T: There’s a cup on the table … repeat.
S: There’s a cup on the table
T: Spoon
S: There’s a spoon on the table.
T: Book
S: There’s a book on the table
T: On the chair
S: There’s a book  on the chair  …. dan seterusnya
(Harmer, 2002:79)
Tahap berikut (tindak lanjut kegiatan ini) adalah diperdengarkannya contoh teks mendengar (listening teks) dan siswa menemukan kalimat-kalimat yang menggunakan pola yang telah dijelaskan.
Contoh lain adalah grammar translation method. Pada dasarnya, metode ini memiliki tahap kegiatan sebagai berikut:
a. studying written texts
b. translating them into the students’ own language
c. carrying out a study of grammar. There is little attention given to the use of the spoken language.
             Jadi ketika seorang guru mengajar dengan menggunakan metode ini, rencana tahap pelajaran (lesson stage) yang akan dilalui oleh siswa adalah:
a. membaca teks yang mengandung struktur kalimat yang akan dibahas
b. menerjermahkan teks tersebut ke dalam bahasa si pelajar
c. membahas struktur kalimat. Bahasa lisan sangat minim. Perhatikan contoh berikut ini:
Guru mengatakan:
To perform the present perfect continuous tense, use the auxiliary verb have plus the past participle of the verb the to be plus the present participle (guru menulis pola kalimat di papan tulis: have/has + been + V-ing lalu menuliskan contoh kalimat). You use the present perfect tense to talk about activities that started in the past and continue to the present, especially when you want to focus on the process it, or its duration, for example … (guru menulis contoh lain di papan tulis)

----

## PERINTAH SOAL
Menurut halaman tentang metode pengajaran bahasa Inggris ini, apa tahap tindak lanjut dari latihan pengulangan pola kalimat yang dicontohkan? Data berikut adalah bahan tersendiri yang terpisah dari halaman di atas.

## DATA SUMBER
----

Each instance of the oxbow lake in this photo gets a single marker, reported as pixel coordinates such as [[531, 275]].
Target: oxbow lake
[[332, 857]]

----

## JAWABAN BENAR
Siswa diperdengarkan contoh teks mendengar (listening teks), lalu menemukan kalimat-kalimat yang menggunakan pola yang telah dijelaskan.